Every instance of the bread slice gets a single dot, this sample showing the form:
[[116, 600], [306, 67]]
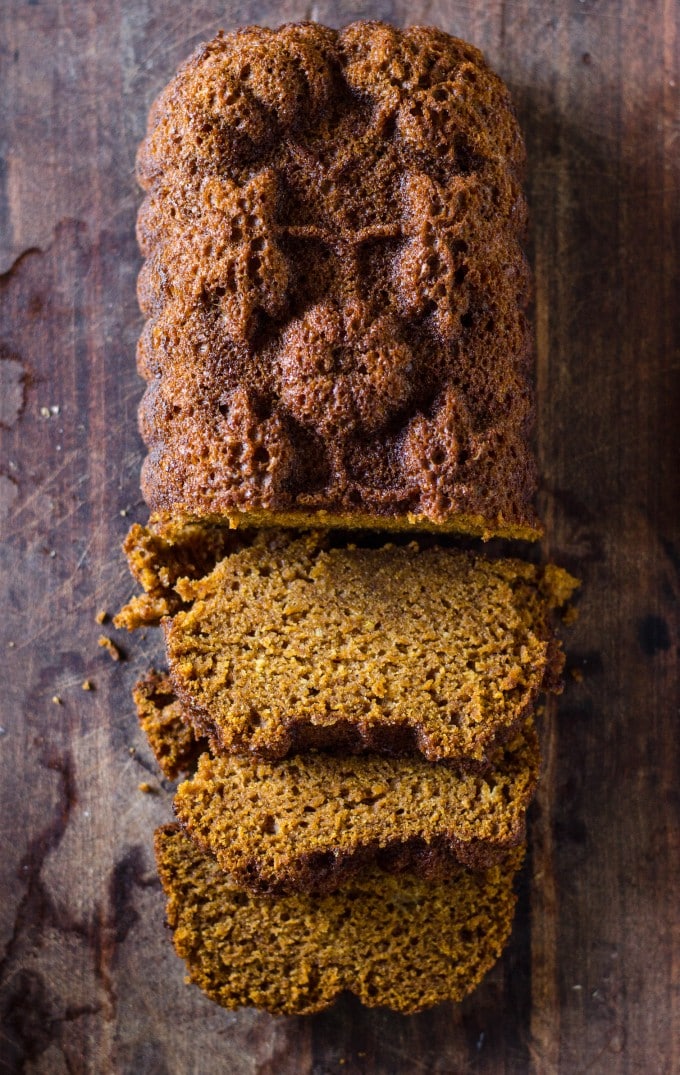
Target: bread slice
[[289, 645], [175, 747], [308, 822], [395, 942], [335, 286]]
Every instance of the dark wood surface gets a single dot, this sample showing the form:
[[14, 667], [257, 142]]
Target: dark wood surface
[[88, 978]]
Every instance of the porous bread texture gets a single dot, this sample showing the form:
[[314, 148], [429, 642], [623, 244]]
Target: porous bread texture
[[306, 823], [159, 557], [394, 942], [175, 747], [335, 287], [288, 645]]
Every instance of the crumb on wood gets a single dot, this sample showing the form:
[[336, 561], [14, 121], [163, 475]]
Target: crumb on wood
[[114, 651]]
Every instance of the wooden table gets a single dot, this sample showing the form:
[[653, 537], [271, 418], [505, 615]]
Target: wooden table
[[591, 980]]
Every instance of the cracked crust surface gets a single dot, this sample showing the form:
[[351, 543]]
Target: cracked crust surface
[[335, 287]]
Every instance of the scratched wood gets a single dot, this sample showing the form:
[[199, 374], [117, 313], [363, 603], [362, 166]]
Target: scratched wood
[[88, 979]]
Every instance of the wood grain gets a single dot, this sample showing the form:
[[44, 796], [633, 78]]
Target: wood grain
[[87, 976]]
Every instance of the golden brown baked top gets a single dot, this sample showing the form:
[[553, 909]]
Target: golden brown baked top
[[334, 284], [306, 823], [288, 645], [394, 942]]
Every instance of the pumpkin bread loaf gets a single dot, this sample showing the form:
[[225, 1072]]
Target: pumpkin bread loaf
[[395, 942], [335, 287], [289, 645], [307, 822], [175, 747]]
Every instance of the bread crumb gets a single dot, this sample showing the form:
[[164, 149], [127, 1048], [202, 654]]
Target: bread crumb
[[111, 647]]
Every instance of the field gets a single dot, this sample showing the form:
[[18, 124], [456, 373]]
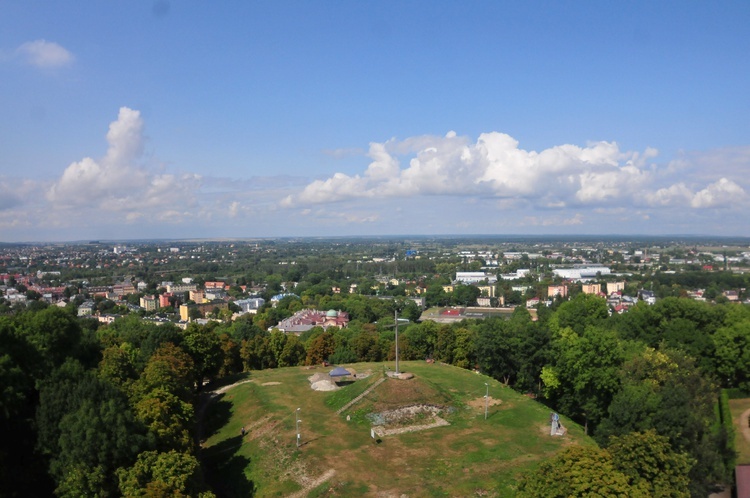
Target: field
[[738, 408], [337, 457]]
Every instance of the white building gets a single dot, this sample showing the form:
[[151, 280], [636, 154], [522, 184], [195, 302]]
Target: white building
[[581, 272], [250, 305], [473, 277]]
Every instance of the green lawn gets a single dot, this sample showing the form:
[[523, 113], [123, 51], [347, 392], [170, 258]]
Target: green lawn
[[467, 458]]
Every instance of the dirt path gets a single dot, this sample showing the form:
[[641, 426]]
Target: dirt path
[[309, 485], [744, 426]]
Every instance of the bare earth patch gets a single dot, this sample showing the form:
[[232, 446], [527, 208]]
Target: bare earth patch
[[745, 425], [407, 419], [479, 402]]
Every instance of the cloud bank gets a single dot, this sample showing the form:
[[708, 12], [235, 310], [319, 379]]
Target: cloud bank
[[44, 54], [119, 183], [563, 176], [420, 185]]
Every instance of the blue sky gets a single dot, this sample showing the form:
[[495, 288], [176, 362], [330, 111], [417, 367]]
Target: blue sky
[[244, 119]]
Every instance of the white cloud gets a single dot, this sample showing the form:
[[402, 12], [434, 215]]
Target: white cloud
[[118, 183], [560, 177], [723, 193], [44, 54], [494, 166]]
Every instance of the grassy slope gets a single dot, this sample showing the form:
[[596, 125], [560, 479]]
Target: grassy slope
[[469, 456]]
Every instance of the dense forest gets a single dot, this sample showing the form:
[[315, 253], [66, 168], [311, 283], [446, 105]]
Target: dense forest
[[110, 410]]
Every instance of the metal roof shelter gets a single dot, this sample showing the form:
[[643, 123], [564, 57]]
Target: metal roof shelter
[[339, 372]]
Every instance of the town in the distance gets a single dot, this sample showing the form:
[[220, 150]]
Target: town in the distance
[[448, 279], [520, 366]]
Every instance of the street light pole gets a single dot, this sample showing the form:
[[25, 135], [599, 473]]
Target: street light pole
[[298, 421], [395, 314], [486, 400]]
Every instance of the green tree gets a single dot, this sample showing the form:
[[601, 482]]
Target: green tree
[[580, 312], [651, 465], [576, 471], [204, 347], [168, 474]]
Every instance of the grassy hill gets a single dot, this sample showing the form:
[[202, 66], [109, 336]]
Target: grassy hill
[[470, 457]]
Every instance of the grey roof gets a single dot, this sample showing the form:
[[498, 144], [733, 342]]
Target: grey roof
[[339, 372]]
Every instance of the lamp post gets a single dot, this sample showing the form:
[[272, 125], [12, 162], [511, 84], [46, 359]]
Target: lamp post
[[395, 314], [486, 400], [298, 421]]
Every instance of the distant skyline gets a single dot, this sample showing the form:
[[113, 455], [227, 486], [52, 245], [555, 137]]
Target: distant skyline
[[180, 120]]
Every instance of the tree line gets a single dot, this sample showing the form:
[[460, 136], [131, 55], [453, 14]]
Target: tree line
[[96, 410]]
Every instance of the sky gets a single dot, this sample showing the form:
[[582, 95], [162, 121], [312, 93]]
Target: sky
[[196, 119]]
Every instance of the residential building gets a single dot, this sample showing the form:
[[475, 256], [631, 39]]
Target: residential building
[[306, 319], [149, 303], [592, 289], [557, 290]]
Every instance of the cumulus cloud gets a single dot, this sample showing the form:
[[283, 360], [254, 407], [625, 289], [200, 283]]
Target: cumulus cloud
[[44, 54], [494, 166], [722, 193], [119, 183]]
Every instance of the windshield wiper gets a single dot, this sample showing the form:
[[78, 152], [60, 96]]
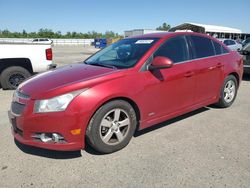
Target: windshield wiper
[[101, 65]]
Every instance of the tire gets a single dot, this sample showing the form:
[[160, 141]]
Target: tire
[[228, 92], [112, 127], [11, 77]]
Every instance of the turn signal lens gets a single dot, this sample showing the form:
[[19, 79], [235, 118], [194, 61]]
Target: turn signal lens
[[76, 131]]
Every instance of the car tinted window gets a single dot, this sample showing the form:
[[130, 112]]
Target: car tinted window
[[232, 42], [174, 49], [224, 50], [203, 47], [218, 48]]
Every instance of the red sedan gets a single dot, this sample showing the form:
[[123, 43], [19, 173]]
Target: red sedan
[[132, 84]]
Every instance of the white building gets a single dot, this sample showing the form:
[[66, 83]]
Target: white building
[[213, 30], [135, 32]]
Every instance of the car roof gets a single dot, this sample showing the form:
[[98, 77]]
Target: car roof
[[170, 34], [222, 39]]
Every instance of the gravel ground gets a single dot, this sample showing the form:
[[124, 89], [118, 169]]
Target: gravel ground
[[206, 148]]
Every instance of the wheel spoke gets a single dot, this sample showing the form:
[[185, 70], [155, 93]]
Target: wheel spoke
[[108, 135], [124, 122], [117, 114], [119, 135], [106, 123]]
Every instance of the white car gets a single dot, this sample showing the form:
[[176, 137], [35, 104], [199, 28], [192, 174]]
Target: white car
[[42, 41], [20, 61], [232, 44]]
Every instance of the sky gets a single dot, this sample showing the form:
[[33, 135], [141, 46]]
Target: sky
[[118, 16]]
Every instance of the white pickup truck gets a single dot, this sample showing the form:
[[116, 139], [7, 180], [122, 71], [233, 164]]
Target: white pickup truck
[[19, 61]]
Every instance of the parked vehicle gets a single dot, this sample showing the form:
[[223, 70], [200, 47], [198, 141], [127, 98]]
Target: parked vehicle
[[20, 61], [42, 41], [100, 43], [246, 58], [245, 42], [132, 84], [232, 44]]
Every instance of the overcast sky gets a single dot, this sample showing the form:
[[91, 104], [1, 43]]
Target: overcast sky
[[116, 15]]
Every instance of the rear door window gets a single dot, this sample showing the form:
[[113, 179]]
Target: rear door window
[[202, 46], [175, 49]]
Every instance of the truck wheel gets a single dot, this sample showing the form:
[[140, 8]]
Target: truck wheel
[[112, 127], [11, 77], [228, 92]]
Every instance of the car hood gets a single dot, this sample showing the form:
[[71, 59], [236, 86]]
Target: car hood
[[64, 79]]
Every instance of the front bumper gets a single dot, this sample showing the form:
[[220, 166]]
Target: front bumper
[[246, 66], [26, 125]]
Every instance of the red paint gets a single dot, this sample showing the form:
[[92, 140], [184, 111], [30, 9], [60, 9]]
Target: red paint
[[159, 94]]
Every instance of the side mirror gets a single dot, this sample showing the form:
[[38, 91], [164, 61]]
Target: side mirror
[[160, 62]]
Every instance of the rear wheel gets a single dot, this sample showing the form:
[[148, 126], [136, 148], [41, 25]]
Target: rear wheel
[[112, 127], [11, 77], [228, 92]]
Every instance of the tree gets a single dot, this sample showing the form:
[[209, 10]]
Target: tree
[[164, 27]]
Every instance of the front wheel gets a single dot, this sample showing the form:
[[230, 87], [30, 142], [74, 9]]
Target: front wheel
[[112, 126], [228, 92]]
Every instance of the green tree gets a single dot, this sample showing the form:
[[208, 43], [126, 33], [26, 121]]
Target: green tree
[[164, 27]]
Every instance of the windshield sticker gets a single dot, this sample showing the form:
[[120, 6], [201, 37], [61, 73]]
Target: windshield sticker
[[144, 41]]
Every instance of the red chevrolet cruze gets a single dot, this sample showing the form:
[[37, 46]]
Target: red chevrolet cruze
[[132, 84]]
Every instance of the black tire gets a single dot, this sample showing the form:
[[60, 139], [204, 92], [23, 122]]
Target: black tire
[[11, 77], [223, 103], [95, 129]]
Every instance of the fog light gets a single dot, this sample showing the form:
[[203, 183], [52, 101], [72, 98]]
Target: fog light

-=-=-

● PROBLEM: Please output the lines above as a JSON list of strings, one string per line and no blank lines, covering only the stretch that opens with the line containing "Every instance of the red sedan" and closes with the line containing "[[118, 16]]", both included.

● COMPLETED EXERCISE:
[
  "Every instance of the red sedan gets a single dot, this sample showing the form:",
  "[[123, 43], [19, 173]]",
  "Target: red sedan",
  "[[132, 84]]",
  "Every instance of the white building gets a single dot, this sample showing the form:",
  "[[66, 83]]",
  "Target: white building",
  "[[213, 30], [135, 32]]",
  "Every instance of the car roof gets a single dot, this sample showing the form:",
  "[[98, 77]]",
  "Target: car roof",
  "[[170, 34], [222, 39]]",
  "Every instance of the gravel ground gets a single dot, this sample showing the form:",
  "[[124, 89], [118, 169]]",
  "Target: gravel ground",
  "[[206, 148]]",
  "Every instance of the wheel spoke gets a single dot, this sample showing the form:",
  "[[185, 70], [155, 93]]",
  "Target: wheel spoke",
  "[[108, 135], [124, 122], [117, 114], [119, 135], [106, 123]]",
  "Every instance of the white car gets a single dot, this sample showing the form:",
  "[[176, 137], [35, 104], [199, 28], [192, 174]]",
  "Target: white car",
  "[[42, 41], [20, 61], [232, 44]]",
  "Every instance of the sky gets a single dot, this sample showing the form:",
  "[[33, 135], [141, 46]]",
  "Target: sky",
  "[[118, 16]]"
]